[Items from a dataset]
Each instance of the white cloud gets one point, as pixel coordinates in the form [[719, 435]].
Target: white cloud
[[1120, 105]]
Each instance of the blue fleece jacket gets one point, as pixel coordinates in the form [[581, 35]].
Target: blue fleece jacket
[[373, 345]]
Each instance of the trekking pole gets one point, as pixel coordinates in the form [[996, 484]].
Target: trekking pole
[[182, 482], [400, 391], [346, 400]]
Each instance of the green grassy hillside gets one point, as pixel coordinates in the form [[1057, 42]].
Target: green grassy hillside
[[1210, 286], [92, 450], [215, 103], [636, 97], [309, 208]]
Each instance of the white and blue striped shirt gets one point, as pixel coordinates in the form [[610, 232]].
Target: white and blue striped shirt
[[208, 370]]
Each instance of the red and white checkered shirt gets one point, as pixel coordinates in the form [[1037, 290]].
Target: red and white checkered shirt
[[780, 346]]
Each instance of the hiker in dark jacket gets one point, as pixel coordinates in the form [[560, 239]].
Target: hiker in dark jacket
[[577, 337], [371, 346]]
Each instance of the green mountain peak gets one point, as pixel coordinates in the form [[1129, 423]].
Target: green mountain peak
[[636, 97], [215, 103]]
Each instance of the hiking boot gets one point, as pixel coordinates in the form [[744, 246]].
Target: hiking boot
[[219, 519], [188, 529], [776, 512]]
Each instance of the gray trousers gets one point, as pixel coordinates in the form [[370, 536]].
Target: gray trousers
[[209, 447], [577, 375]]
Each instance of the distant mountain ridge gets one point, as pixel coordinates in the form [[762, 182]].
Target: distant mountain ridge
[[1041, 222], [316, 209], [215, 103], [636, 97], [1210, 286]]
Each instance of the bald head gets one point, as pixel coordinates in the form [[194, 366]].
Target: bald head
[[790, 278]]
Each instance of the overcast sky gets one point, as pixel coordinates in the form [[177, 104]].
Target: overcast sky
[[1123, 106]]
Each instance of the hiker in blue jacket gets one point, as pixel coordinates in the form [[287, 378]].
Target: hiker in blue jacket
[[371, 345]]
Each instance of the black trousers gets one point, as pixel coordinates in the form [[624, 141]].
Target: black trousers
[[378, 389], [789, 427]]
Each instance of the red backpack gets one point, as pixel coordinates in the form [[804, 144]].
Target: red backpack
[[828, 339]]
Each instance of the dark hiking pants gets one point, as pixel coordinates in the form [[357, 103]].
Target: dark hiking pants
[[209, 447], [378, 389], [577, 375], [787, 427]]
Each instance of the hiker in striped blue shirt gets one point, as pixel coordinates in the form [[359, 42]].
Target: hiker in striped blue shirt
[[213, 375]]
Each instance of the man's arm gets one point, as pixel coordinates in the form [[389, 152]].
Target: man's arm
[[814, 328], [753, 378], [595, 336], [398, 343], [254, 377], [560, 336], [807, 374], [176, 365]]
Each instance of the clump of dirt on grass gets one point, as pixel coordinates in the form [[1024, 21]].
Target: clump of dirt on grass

> _How to complete this task_:
Would you copy all lines in the records where the string "dirt" appears?

> _Solution for this task_:
Each instance of the clump of dirt on grass gets one point, as pixel coordinates in the form [[1024, 21]].
Target: clump of dirt on grass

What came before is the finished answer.